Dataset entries
· · · ·
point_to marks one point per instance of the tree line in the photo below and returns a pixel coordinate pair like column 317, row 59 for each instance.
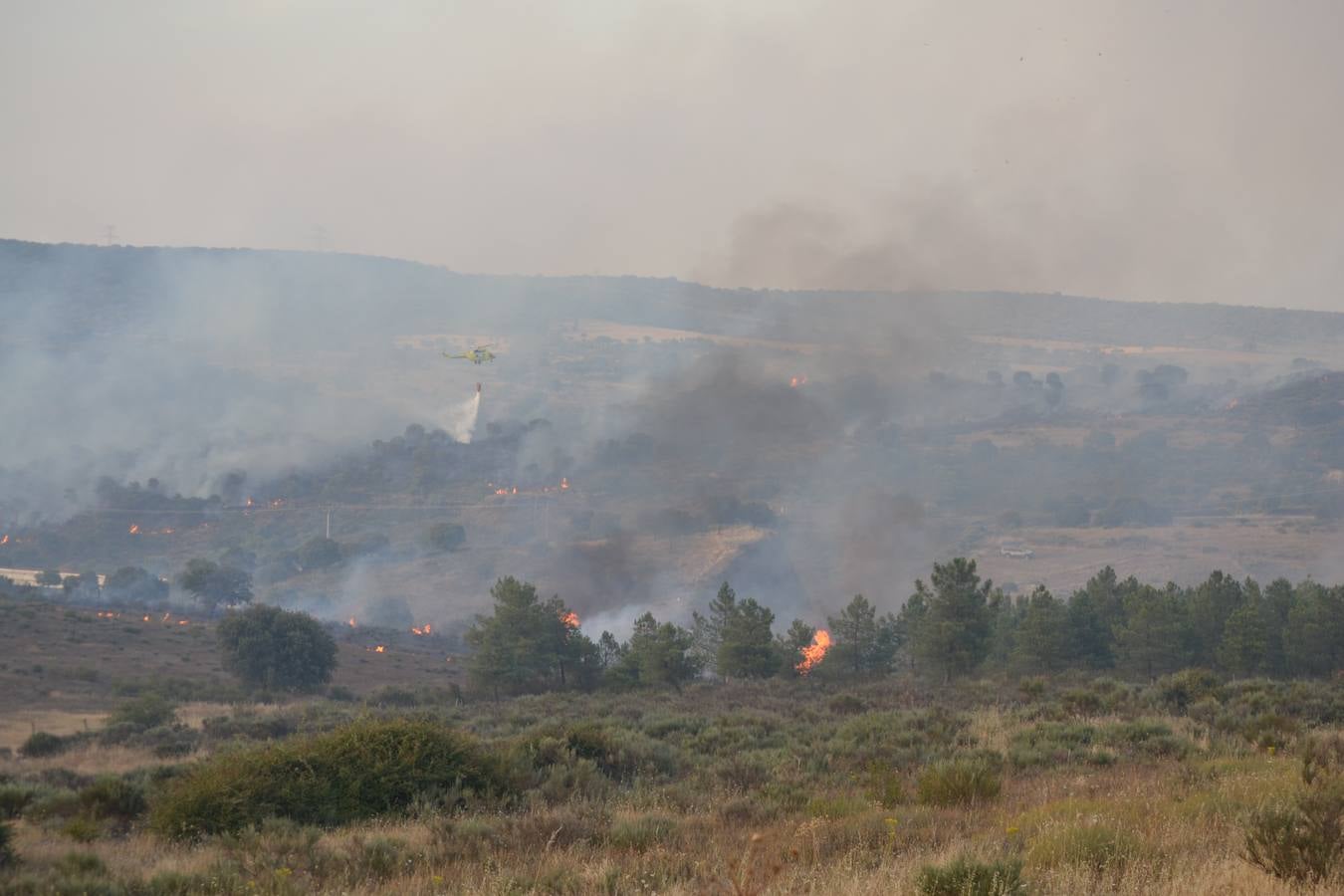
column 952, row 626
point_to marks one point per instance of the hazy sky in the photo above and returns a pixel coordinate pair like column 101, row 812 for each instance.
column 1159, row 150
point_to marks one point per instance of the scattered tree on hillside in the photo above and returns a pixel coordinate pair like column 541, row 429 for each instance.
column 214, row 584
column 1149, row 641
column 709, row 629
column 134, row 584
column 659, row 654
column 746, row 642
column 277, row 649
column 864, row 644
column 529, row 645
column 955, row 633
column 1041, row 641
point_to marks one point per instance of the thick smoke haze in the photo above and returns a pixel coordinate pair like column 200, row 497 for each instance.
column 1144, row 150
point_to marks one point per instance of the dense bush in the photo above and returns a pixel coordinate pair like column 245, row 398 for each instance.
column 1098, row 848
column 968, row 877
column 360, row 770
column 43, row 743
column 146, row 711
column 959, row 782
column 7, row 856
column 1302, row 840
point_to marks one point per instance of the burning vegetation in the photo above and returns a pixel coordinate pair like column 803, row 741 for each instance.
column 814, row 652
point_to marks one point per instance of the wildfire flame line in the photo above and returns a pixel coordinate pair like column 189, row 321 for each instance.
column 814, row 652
· · · ·
[TASK ITEM]
The output is the data above, repeated exactly, with pictures omitted.

[EXERCISE RESULT]
point_to marks one point per instance of the tree line in the photo below and returns a pixel coordinate pair like column 317, row 59 for each instance.
column 952, row 626
point_to marks one point per instance of the hazy sky in the photo above and returns a pixel coordinate pair like column 101, row 812 for each instance.
column 1159, row 150
point_to marks one point per instance of the scattered tree on hillside in the photo above and returns a pixel coordinate pair like column 541, row 429 for each instance.
column 214, row 584
column 1149, row 641
column 709, row 629
column 134, row 584
column 659, row 654
column 746, row 642
column 277, row 649
column 864, row 644
column 529, row 645
column 955, row 633
column 1041, row 641
point_to marks one point per instance of the thick smoke haze in the photo above and returns a pixel coordinate pair like column 200, row 497 for each instance.
column 1144, row 150
point_to marks one point per instance of the dense bush in the photo above and returns a pixel coordinate pair like column 245, row 398 for each instance.
column 1098, row 848
column 968, row 877
column 360, row 770
column 43, row 743
column 146, row 711
column 959, row 782
column 7, row 856
column 1302, row 840
point_to marks one point per instance of the burning vegetation in the photo above and returns a pixel coordinate pair like column 803, row 741 for each instance.
column 814, row 652
point_to marks one point per instance of the wildfire flame line in the photo above and returns a pixel coordinate pair like column 189, row 321 for each instance.
column 814, row 652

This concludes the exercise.